Document passage below:
There was groundbreaking news from Japan five days ago. Scientists from Kyoto University were awarded a patent for their discovery on how to produce stem cells from skin, the first stem cell patent granted in Japan. The special technology developed by the Kyoto University team, led by the renowned Shinya Yamanaka, creates what is termed induced pluripotent stem (iPS) cells, versatile cells that have the potential to develop into any kind of cells, including human organ and tissue cells.
Great news, indeed, because it brings closer the hope of finding cures for diseases such as cancer and diabetes apart from its ability to replace damaged tissues and organs. Yamanaka’s stem cell techniques are considered far superior — and less controversial — than the process developed by the scientists behind Dolly, the world’s first cloned sheep. The Japanese professor creates stem cells from mice and human skin without using embryos, the reason why he is hailed by the religious right from the Vatican to George W Bush.
Last week, there was additional cause for celebration, it appeared, because the patent has been granted to a university and not to a corporate entity. Kyoto University officials were quoted as saying that the move is aimed at preventing pharmaceutical companies from taking out a patent and then seeking money from researchers for their work — a valid concern as experience has shown. US drug companies have routinely used the basic research of public institutions to produce patented drugs, a move that often stops researchers from carrying forward their work. Here’s what Kyoto’s Naoko Takasu, who is in charge of intellectual property (IP) issues, had to say in a news agency report: “It is important for the university to keep the patent so it can conduct medical research and treatment at low costs in the future.”
Truly, a laudable idea. But before health activists who campaign against pharma companies begin their whoopees, a bit of caution. Are patents held by public institutions any less stifling than those held by pharma giants? Not really, says Richard Gold, director of the Centre for Intellectual Property Policy at McGill University in Canada and chairman of an international expert group that looked at IP issues, specially in biotechnology. In a just-released report, Gold and his colleagues say that IP rights held by companies, public institutions and traditional communities are stifling innovation and preventing lifesaving medicines and cutting-edge technologies from reaching those who need them the most.
End of Document passage.
Data below:
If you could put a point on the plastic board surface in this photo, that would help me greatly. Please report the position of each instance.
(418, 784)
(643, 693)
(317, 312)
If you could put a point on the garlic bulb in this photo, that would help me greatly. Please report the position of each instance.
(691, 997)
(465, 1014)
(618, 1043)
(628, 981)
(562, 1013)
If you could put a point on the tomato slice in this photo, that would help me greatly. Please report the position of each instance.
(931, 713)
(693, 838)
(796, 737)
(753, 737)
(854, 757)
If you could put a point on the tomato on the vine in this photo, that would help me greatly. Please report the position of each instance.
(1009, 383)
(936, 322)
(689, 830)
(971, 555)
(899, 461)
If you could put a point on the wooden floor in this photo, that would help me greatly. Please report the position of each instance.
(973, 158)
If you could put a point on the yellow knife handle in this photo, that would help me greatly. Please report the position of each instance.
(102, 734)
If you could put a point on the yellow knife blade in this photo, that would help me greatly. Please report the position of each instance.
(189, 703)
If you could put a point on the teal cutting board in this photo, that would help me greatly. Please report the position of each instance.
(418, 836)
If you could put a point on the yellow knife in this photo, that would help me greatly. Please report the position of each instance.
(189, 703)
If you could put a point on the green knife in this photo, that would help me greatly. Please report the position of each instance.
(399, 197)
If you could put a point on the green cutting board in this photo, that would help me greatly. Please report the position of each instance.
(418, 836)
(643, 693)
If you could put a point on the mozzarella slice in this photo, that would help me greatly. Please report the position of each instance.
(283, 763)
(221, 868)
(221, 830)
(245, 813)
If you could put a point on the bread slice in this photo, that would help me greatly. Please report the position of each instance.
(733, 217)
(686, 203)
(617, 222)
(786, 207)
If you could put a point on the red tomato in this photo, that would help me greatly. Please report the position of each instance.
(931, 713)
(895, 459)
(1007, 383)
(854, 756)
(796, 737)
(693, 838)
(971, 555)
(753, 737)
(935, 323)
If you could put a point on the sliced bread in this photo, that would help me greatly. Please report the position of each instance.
End of Data.
▸ **What is needed**
Please extend the article on the Kyoto University stem cell patent, picking up after its last sentence. The data has no connection to the article about the Kyoto University stem cell patent.

▸ **Response for this exercise**
The seven years of investigation and analysis that has gone into the study has prompted its authors to tell the biotech industry that it needs to learn from the IT sector’s share-and-grow approach. “The old IP approach of the biotechnology community has failed to deliver on its potential to address disease and hunger in both developing and industrialised nations. We need to do better and the IT world has shown us part of the solution.” Not all of the IT world, I would like to add, because it is only the open access and free software communities that have opened up new vistas of collaboration and innovation along with some companies like IBM. For the rest, of course, it’s not even business as usual but business that is fixated on tighter and tighter control on processes and programmes.
Gold’s report says the study of stem cell research has shown that those who patent the most are least likely to collaborate. In the context of Kyoto University, that observation raises some concerns. For one, the range and scope of its patent appear far too wide from initial reports. The university had applied for a patent in December 2005 after its first breakthrough on iPS cells from the cells of mice. A year later, it notched up another breakthrough by creating iPS cells from human skin cells. It applied for a global patent soon after this discovery including in it 24 types of genes useful for producing iPS cells.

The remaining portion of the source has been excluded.